Görev →
Aşağıdaki Darülaceze haberinde "Haber Giriş Tarihi: 20.05.2022" sözlerinden başlayıp "yürütmeye devam ediyoruz." sözleri dahil olmak üzere o sözlere kadar uzanan bölümü yeniden yazın. Bunu yaparken "müessese" ifadesini "kurum" ile değiştirin.

Sağlanan Metin →
----

SON DAKİKA
Hava Durumu

Cumhurbaşkanı Erdoğan: Bittiği anda dünyada bu işin tek örneği olacak

Cumhurbaşkanı Recep Tayyip Erdoğan, Arnavutköy Yassıören'de Darülaceze Sosyal Hizmet Şehri Temel Atma Töreni'ne katıldı. Törende konuşan Erdoğan, Darülaceze Sosyal Hizmet Şehri'nin bittiği anda dünyada bu işin tek örneği olacağını belirtti.

Haber Giriş Tarihi: 20.05.2022 17:12
Haber Güncellenme Tarihi: 20.05.2022 17:18
Kaynak: Haber Merkezi
https://www.bursa5n1k.com
Cumhurbaşkanı Erdoğan: Bittiği anda dünyada bu işin tek örneği olacak

Cumhurbaşkanı Erdoğan'ın açıklamalarından satır başları şöyle; Kimsesizlerin kimsesi olması için bu güzide kurumu milletimize armağan eden Sultan Abdülhamid'i Sani'den bugüne Darülaceze'ye emeği geçen herkesi rahmetle ve şükranla yad ediyorum. İnanç, köken, ırk, cinsiyet, yaş dahil hiç bir ayrım gözetmeden. Tüm düşkünleri kucaklayan bu müessese medeniyetimizin ve milletimizin insana bakışının en güzel örneklerinden biridir. Biz de ecdaddan aldığımız ilhamla üstlendiğimiz her görevde çalışmalarımızı insanı yaşat ki devlet yaşasın anlayışı ile ve yaradılanı severiz yaradandan ötürü ilkesiyle yürüttük, yürütmeye devam ediyoruz.

----

Verilen Bilgiler →
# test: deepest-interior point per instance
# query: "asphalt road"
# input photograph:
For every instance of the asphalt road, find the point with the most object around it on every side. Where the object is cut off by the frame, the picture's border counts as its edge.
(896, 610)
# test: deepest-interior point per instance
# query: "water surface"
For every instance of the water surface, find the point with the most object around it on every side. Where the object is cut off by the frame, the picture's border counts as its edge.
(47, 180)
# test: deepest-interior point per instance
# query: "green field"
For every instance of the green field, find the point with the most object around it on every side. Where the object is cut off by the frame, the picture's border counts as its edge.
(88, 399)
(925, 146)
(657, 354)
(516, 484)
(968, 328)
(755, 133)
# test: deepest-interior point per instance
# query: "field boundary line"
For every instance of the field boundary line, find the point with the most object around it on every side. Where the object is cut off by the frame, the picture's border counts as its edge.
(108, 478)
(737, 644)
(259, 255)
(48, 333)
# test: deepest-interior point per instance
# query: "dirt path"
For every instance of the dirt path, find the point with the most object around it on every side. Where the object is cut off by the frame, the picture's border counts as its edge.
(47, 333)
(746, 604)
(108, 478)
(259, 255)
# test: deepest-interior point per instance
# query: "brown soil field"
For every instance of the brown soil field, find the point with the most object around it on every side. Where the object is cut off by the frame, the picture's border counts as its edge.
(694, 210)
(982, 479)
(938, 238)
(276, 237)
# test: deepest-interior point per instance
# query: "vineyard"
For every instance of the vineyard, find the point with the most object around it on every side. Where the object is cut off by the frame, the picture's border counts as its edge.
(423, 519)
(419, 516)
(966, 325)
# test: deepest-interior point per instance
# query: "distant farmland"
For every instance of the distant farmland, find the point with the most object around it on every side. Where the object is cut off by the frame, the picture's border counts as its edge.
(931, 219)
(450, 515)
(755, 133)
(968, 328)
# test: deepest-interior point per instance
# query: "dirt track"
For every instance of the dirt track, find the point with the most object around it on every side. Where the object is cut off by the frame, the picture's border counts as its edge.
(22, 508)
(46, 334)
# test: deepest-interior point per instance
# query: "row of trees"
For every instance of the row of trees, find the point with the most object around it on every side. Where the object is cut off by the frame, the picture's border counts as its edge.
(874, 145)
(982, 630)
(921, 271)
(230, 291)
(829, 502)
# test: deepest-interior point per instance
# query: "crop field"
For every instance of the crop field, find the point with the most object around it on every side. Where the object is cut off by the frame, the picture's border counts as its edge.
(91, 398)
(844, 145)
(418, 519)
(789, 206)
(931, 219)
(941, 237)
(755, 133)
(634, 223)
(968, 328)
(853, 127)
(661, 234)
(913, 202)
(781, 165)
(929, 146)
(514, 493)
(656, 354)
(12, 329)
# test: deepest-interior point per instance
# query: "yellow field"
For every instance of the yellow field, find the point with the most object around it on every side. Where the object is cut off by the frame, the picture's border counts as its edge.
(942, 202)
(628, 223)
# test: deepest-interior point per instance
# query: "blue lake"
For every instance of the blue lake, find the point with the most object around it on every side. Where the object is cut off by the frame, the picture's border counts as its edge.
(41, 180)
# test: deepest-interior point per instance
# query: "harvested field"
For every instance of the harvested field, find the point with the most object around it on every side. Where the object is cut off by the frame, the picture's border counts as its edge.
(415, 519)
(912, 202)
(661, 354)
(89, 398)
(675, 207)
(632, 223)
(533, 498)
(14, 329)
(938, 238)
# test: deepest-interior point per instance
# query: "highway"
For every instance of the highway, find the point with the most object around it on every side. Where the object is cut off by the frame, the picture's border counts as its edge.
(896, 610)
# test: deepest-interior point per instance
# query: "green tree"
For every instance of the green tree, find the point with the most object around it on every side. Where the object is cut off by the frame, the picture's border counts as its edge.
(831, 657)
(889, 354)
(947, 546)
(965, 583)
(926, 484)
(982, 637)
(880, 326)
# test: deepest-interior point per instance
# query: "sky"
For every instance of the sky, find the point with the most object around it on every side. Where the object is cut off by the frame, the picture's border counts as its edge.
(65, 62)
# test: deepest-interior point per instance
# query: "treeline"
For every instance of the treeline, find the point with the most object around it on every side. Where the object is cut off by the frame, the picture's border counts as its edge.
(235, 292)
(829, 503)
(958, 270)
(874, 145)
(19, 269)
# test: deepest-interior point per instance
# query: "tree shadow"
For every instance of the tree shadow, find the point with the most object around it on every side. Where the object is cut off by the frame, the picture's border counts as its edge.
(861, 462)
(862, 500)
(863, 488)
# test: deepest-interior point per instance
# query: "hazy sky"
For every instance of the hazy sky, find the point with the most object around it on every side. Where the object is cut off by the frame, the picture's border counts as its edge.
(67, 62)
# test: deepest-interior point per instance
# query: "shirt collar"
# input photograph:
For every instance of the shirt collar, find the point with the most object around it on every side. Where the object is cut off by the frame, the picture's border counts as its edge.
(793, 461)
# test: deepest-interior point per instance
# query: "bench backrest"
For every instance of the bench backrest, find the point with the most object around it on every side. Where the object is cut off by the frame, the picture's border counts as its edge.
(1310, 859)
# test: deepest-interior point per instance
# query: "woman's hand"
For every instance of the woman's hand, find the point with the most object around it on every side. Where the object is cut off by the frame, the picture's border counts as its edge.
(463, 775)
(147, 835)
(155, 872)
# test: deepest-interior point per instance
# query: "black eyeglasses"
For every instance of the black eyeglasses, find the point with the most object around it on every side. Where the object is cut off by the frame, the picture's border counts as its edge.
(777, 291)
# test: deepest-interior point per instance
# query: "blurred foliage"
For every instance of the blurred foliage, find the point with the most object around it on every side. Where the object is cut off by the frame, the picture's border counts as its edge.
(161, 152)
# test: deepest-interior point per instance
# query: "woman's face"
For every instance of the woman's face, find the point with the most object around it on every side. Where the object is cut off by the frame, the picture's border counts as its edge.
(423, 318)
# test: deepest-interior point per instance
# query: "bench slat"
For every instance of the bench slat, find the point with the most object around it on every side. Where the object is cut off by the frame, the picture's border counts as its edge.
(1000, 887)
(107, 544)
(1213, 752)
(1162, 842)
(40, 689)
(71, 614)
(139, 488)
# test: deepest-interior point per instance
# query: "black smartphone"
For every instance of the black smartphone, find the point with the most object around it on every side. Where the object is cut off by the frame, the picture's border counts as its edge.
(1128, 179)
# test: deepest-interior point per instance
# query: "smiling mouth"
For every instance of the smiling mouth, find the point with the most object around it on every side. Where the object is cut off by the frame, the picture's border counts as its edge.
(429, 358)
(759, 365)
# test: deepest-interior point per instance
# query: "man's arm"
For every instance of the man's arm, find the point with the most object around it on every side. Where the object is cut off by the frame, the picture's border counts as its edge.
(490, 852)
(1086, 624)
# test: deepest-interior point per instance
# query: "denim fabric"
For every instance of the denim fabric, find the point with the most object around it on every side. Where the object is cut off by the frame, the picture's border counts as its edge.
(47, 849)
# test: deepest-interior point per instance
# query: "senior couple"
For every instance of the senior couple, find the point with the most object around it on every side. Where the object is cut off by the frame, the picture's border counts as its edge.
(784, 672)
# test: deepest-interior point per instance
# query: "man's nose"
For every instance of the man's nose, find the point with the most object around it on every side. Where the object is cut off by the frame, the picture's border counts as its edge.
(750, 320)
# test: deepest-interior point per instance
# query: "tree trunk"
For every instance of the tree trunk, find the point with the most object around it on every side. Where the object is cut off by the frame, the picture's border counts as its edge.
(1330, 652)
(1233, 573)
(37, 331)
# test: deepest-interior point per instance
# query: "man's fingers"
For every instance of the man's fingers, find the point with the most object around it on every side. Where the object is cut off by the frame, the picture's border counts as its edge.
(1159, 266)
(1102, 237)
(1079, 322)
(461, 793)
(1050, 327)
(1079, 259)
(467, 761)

----

Görevin Sonucu →
Haber Giriş Tarihi: 20.05.2022 17:12
Haber Güncellenme Tarihi: 20.05.2022 17:18
Kaynak: Haber Merkezi
https://www.bursa5n1k.com
Cumhurbaşkanı Erdoğan: Bittiği anda dünyada bu işin tek örneği olacak

Cumhurbaşkanı Erdoğan'ın açıklamalarından satır başları şöyle; Kimsesizlerin kimsesi olması için bu güzide kurumu milletimize armağan eden Sultan Abdülhamid'i Sani'den bugüne Darülaceze'ye emeği geçen herkesi rahmetle ve şükranla yad ediyorum. İnanç, köken, ırk, cinsiyet, yaş dahil hiç bir ayrım gözetmeden. Tüm düşkünleri kucaklayan bu kurum medeniyetimizin ve milletimizin insana bakışının en güzel örneklerinden biridir. Biz de ecdaddan aldığımız ilhamla üstlendiğimiz her görevde çalışmalarımızı insanı yaşat ki devlet yaşasın anlayışı ile ve yaradılanı severiz yaradandan ötürü ilkesiyle yürüttük, yürütmeye devam ediyoruz.